• Text shown:
-.-.-

BID® Daily Newsletter
Nov 8, 2018

BID® Daily Newsletter

Nov 8, 2018

All Things Digital...To A Point

Summary: Big banks are 2x as likely to accept online small business lending applications, yet only 23% accept them at all. We dig into this and other details from the latest FDIC survey.

We don't have to tell community banks that everything digital is all the rage. Look no further than statistics compiled by HubSpot: Wordstream research finds using videos on landing pages increases conversions by 86%, and according to Google, 50% of mobile users visit stores within 24 hours when using local search.
In banking, digital has become more deeply embedded into lending than ever before. As such, many banks seem to be adding, extending, and upgrading online and mobile offerings to better compete.
But a recent survey by the FDIC suggests small business lending may not be all things digital just yet. It may indeed still be an area where a personal touch hasn't faded in importance. In fact, the survey found that a phone may be more effective than an online platform when it comes to taking a small business loan.
That small business loan wake-up call came up in the new FDIC Small Business Lending Survey, which was based on answers provided by 1,200 banks in 2016 and 2017. In exploring the ways small banks and large banks compete for small business borrowers, one of the topics was how small business borrowers apply for loans. The presumption was that big banks, with their more robust digital arsenals, were rapidly increasing the use of digital loan applications to better compete for small business customers against smaller local banks, which might not have the same resources to be as digitally sophisticated.

-.-.-

Rows of bounding box annotation data:
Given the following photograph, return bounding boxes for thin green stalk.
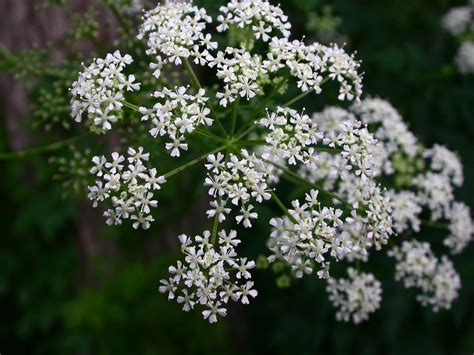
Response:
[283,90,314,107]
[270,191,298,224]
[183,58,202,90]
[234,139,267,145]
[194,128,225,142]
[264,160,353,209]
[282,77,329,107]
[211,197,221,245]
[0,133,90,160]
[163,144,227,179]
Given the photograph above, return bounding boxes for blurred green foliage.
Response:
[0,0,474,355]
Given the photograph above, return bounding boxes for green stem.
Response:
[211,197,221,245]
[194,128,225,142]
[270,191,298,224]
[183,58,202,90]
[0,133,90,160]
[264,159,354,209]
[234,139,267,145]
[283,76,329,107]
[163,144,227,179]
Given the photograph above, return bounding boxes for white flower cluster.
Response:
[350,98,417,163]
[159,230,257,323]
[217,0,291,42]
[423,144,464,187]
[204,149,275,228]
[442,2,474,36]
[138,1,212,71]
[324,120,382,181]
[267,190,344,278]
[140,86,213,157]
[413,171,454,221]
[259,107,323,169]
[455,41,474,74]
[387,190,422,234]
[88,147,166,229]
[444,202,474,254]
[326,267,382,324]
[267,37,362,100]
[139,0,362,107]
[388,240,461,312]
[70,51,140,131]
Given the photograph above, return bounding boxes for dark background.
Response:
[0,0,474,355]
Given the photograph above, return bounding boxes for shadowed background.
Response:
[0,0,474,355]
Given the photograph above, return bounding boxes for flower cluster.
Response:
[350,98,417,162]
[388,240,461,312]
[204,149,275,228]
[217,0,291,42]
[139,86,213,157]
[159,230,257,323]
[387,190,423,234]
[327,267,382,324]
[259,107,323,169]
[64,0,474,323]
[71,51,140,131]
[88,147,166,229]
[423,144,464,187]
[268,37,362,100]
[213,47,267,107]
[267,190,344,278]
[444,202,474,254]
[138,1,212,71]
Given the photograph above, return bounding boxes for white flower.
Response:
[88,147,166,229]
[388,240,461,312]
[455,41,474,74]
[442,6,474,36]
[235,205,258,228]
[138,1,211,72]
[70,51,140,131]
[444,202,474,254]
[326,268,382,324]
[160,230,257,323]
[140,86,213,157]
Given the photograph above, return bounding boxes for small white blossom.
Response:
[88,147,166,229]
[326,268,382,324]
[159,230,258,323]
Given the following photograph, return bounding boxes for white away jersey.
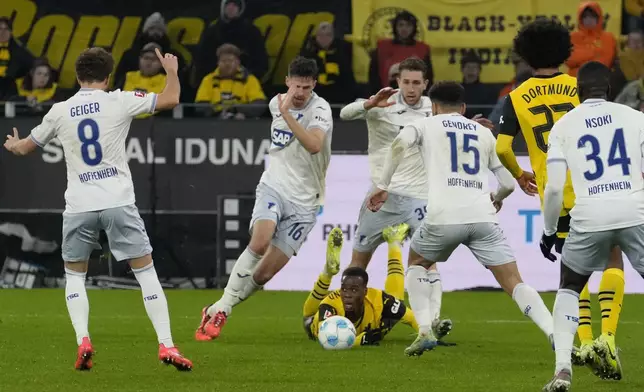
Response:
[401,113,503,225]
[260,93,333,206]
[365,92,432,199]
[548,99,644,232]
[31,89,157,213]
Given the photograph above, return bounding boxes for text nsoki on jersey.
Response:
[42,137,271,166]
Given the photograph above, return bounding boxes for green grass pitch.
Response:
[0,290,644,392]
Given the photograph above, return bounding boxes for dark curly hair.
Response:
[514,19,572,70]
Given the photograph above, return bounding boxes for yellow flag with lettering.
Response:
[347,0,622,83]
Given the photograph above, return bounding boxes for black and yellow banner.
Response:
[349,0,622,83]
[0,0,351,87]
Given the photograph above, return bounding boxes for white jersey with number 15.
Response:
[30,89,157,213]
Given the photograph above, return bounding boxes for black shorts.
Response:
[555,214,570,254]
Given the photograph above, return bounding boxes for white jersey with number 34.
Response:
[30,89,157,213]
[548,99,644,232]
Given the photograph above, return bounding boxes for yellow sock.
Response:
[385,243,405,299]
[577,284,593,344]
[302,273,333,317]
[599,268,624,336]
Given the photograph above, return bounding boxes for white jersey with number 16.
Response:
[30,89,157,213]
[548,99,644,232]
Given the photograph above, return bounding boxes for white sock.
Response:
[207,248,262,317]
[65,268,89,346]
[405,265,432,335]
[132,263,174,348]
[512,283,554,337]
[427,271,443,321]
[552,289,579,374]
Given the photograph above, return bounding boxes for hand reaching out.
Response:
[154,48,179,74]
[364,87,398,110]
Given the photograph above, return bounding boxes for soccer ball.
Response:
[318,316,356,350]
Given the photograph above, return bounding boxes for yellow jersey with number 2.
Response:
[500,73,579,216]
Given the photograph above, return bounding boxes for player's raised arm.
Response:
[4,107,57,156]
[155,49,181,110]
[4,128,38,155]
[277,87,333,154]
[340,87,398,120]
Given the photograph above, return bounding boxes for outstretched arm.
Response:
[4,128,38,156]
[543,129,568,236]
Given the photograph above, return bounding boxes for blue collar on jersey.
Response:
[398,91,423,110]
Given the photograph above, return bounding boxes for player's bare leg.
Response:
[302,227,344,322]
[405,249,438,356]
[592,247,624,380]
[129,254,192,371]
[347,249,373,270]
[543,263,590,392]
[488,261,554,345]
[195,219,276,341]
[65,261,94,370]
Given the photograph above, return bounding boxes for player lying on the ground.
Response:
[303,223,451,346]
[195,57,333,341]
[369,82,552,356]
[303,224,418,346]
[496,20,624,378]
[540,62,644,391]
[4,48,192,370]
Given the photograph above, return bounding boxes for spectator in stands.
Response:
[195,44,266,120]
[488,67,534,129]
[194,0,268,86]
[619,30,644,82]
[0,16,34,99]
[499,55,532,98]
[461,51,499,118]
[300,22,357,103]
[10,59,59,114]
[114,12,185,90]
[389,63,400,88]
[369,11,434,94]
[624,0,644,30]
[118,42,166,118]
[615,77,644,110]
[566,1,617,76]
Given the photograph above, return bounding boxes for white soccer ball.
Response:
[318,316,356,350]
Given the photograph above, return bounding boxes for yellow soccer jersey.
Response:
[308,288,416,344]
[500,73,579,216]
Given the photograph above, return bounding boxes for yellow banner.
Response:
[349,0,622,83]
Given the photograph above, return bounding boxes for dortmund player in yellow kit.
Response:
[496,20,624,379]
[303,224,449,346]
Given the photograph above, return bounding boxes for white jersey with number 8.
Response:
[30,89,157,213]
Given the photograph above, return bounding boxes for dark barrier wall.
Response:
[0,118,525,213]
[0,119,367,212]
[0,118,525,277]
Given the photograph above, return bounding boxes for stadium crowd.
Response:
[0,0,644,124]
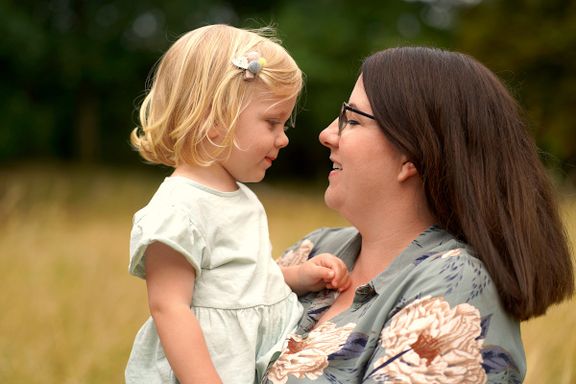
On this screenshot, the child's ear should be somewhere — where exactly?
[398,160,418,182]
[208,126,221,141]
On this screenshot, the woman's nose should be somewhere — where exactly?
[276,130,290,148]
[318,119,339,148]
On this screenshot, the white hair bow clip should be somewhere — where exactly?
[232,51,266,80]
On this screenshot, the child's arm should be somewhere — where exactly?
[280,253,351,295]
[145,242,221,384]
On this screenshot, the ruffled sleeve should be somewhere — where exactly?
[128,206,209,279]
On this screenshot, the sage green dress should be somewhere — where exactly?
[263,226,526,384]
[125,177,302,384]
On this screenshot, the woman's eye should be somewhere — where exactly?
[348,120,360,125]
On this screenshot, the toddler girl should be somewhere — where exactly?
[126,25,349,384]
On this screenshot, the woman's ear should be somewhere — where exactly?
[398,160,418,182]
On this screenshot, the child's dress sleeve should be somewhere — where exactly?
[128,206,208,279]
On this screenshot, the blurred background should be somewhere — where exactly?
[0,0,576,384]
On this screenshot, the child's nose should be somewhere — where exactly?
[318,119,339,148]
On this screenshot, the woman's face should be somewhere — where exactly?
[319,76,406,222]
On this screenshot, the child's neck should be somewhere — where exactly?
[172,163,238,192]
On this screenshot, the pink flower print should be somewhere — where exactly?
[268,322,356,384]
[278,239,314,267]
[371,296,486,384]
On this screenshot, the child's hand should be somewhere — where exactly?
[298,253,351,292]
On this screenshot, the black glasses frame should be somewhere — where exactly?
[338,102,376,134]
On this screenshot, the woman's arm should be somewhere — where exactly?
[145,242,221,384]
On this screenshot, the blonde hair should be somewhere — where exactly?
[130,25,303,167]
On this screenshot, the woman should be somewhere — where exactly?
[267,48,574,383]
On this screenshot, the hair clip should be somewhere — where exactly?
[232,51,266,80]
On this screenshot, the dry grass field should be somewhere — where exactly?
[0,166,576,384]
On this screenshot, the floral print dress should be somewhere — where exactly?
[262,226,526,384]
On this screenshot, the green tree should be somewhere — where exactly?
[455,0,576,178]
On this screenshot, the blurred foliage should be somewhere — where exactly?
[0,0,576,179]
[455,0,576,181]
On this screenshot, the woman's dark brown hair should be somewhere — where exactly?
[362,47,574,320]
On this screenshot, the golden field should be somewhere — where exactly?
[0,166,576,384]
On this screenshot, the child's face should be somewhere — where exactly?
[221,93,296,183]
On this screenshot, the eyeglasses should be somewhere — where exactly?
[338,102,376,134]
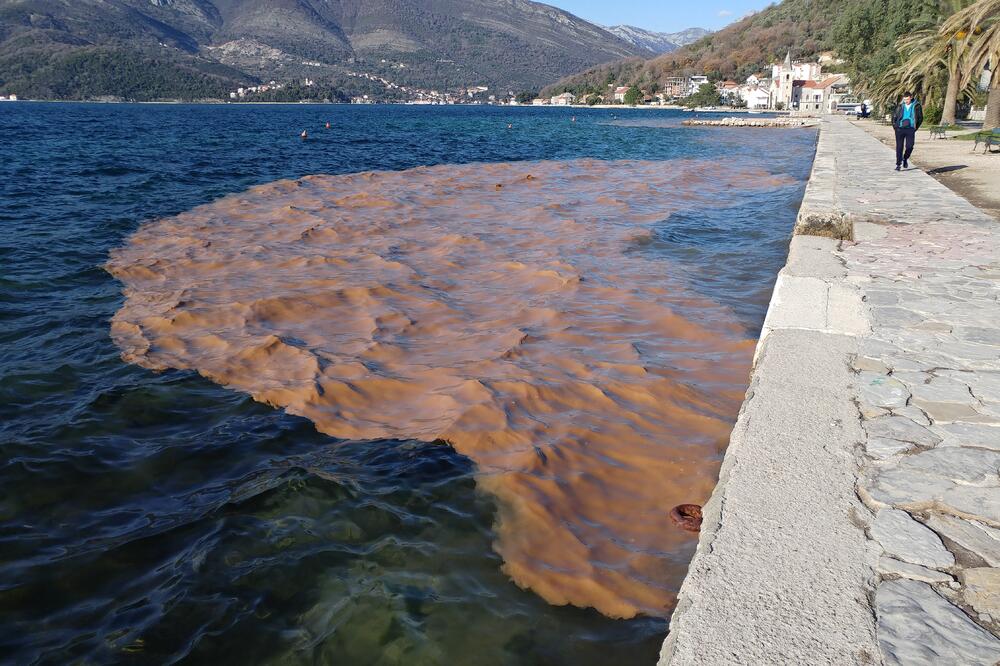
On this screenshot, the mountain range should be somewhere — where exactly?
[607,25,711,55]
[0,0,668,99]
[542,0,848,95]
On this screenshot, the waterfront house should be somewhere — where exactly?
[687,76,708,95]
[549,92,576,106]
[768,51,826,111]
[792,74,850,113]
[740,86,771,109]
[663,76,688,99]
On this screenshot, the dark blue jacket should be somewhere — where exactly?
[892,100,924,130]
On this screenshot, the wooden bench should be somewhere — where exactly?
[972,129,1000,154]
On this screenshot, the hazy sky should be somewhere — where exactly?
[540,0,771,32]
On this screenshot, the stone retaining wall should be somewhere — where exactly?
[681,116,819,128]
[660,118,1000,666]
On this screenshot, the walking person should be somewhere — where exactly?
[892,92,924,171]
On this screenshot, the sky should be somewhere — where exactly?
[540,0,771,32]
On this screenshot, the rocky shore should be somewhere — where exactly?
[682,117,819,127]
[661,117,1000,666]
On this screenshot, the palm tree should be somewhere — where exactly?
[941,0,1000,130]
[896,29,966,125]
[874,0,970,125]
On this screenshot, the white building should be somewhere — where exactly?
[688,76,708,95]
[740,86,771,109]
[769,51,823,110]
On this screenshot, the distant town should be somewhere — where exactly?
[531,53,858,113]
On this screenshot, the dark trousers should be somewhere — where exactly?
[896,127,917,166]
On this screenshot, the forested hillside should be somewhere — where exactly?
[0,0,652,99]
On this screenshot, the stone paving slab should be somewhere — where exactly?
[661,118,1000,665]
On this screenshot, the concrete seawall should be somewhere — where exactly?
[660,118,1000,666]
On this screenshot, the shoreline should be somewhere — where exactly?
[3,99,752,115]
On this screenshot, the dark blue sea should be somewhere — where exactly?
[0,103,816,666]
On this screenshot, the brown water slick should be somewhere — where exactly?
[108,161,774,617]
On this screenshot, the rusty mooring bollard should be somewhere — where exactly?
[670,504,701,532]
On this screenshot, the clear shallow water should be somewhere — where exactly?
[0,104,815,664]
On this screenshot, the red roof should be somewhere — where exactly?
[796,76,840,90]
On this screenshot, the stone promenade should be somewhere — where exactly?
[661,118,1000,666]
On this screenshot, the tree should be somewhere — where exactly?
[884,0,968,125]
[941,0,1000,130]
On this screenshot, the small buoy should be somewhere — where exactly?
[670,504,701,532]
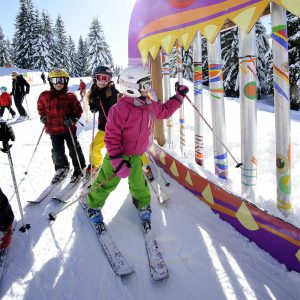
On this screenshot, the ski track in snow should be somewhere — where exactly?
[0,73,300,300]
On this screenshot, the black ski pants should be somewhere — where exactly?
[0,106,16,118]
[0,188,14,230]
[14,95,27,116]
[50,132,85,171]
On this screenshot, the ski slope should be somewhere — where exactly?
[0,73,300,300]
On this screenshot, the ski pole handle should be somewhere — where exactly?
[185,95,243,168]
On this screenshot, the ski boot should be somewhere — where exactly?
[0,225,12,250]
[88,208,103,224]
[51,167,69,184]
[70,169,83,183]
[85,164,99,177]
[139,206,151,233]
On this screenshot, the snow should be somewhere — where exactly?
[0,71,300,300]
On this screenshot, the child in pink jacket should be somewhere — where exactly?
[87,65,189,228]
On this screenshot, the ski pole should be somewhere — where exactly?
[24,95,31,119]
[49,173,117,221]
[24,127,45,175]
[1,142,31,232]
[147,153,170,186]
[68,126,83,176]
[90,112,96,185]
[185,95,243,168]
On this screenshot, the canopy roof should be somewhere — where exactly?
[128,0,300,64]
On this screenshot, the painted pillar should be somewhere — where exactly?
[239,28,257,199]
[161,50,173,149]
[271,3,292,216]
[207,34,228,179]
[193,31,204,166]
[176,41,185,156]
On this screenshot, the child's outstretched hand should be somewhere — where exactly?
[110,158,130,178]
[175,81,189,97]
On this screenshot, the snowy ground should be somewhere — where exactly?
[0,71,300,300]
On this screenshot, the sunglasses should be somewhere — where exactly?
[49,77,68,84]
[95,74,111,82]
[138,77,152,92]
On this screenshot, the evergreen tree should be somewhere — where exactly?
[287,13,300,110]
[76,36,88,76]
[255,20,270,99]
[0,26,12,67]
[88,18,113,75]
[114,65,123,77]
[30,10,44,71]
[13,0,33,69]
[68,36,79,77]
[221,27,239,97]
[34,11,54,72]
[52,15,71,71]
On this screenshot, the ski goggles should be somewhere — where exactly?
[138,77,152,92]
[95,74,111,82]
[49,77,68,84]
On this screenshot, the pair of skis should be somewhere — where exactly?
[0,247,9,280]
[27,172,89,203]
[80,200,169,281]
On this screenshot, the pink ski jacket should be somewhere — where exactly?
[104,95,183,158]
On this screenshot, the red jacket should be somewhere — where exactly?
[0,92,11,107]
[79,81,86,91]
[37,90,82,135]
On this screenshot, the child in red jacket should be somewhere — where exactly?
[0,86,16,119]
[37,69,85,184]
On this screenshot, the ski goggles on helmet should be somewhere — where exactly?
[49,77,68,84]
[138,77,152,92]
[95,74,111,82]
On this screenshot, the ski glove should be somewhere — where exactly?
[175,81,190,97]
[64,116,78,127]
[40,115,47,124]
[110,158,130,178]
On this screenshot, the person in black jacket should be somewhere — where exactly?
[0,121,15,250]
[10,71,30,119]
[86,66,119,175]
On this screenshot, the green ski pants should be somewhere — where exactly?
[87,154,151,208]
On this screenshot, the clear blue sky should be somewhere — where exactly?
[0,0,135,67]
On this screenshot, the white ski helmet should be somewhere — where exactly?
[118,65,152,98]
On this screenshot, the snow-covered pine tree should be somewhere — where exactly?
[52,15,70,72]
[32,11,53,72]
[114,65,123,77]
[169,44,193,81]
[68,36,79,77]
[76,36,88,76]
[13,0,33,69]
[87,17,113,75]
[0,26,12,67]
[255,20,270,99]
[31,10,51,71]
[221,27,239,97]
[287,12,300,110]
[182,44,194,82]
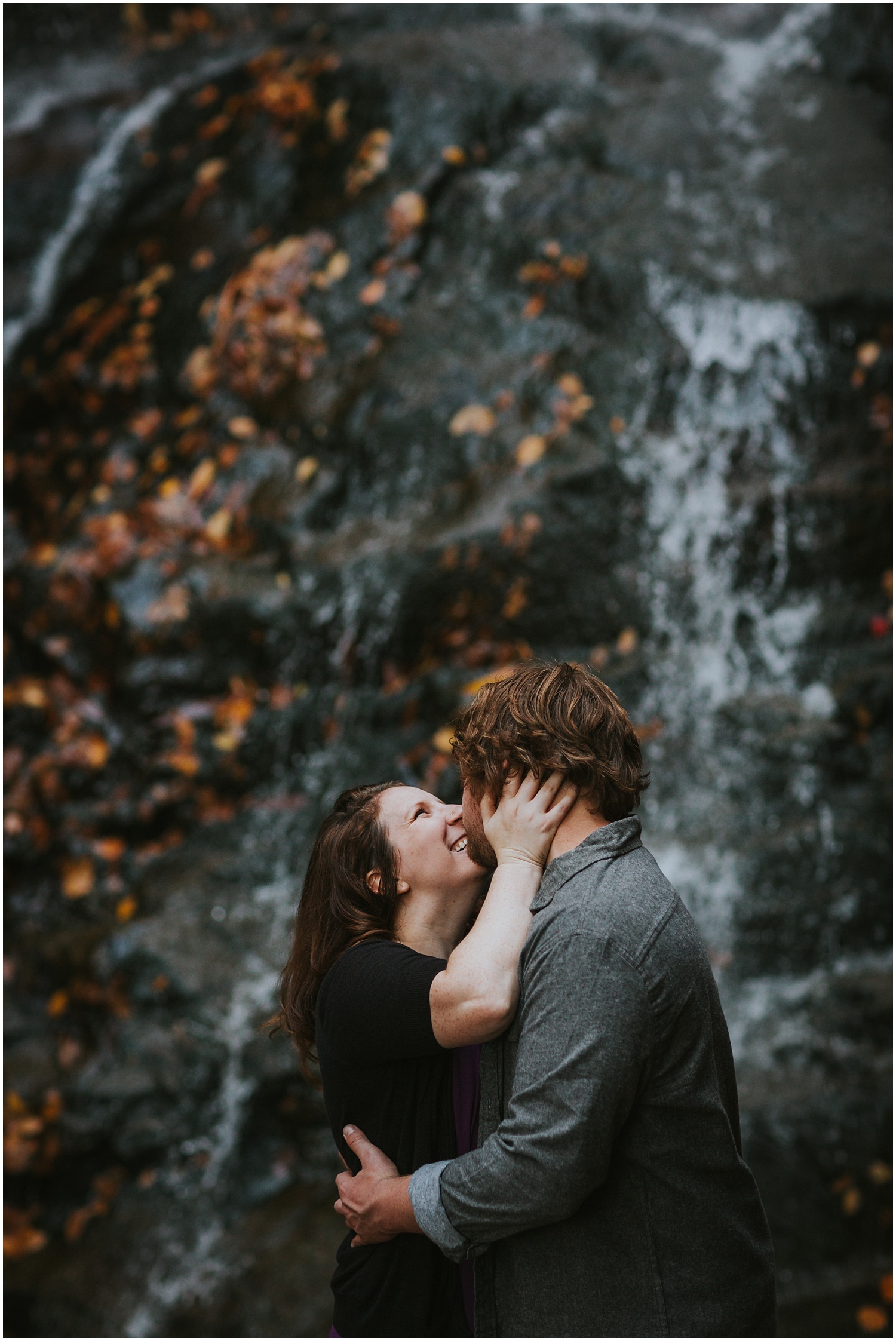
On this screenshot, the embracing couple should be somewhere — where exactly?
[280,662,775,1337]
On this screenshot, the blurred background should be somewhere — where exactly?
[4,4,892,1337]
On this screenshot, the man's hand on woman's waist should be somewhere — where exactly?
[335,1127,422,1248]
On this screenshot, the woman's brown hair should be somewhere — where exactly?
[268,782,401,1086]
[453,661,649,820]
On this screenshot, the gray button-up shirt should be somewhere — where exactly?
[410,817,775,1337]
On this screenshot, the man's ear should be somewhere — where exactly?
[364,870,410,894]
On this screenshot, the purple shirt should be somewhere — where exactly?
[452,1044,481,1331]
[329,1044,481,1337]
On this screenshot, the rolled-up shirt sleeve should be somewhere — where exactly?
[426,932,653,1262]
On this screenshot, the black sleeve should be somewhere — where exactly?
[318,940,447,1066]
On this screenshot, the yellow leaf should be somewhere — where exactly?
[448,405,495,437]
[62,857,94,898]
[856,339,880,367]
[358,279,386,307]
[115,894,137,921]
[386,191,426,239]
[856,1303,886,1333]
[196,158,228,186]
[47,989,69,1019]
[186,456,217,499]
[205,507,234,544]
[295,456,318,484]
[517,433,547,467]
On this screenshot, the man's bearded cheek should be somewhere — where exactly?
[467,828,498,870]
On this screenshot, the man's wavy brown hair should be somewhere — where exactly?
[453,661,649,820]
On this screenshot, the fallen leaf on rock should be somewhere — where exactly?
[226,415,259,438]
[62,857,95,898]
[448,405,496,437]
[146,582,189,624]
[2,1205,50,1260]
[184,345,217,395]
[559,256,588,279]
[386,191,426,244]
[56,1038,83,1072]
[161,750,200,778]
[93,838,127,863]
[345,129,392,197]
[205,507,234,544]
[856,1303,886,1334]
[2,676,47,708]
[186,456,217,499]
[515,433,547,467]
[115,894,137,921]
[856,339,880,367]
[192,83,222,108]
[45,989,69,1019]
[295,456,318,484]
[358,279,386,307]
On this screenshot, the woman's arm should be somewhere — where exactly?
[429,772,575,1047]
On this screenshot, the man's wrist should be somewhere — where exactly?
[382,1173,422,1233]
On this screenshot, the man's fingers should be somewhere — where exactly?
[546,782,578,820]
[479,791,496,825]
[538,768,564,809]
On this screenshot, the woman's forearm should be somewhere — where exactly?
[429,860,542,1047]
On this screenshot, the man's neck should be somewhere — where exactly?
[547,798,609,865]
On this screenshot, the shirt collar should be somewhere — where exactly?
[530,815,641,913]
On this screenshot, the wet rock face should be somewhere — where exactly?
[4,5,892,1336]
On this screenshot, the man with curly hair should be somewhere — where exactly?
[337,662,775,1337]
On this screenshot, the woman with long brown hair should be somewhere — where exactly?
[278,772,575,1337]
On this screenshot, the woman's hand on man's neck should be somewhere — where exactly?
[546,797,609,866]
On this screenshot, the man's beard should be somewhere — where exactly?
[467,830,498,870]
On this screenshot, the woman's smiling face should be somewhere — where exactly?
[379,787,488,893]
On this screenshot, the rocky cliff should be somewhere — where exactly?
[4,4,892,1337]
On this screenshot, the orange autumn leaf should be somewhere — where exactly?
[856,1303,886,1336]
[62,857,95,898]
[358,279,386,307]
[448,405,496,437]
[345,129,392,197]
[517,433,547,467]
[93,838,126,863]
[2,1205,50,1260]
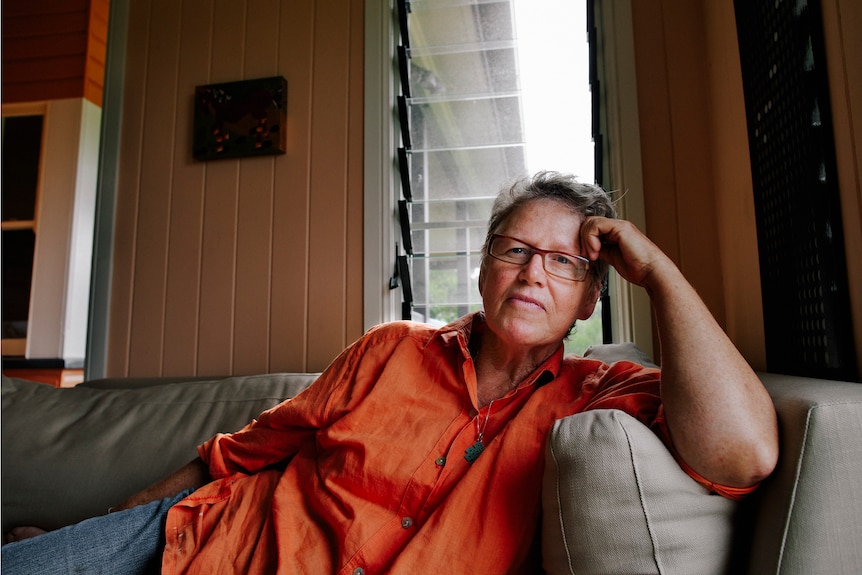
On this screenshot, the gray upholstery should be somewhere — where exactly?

-.-.-

Repeat the newsletter's wording from "That small business" up to and including "as digitally sophisticated.". These rows were taken from a separate source.

That small business loan wake-up call came up in the new FDIC Small Business Lending Survey, which was based on answers provided by 1,200 banks in 2016 and 2017. In exploring the ways small banks and large banks compete for small business borrowers, one of the topics was how small business borrowers apply for loans. The presumption was that big banks, with their more robust digital arsenals, were rapidly increasing the use of digital loan applications to better compete for small business customers against smaller local banks, which might not have the same resources to be as digitally sophisticated.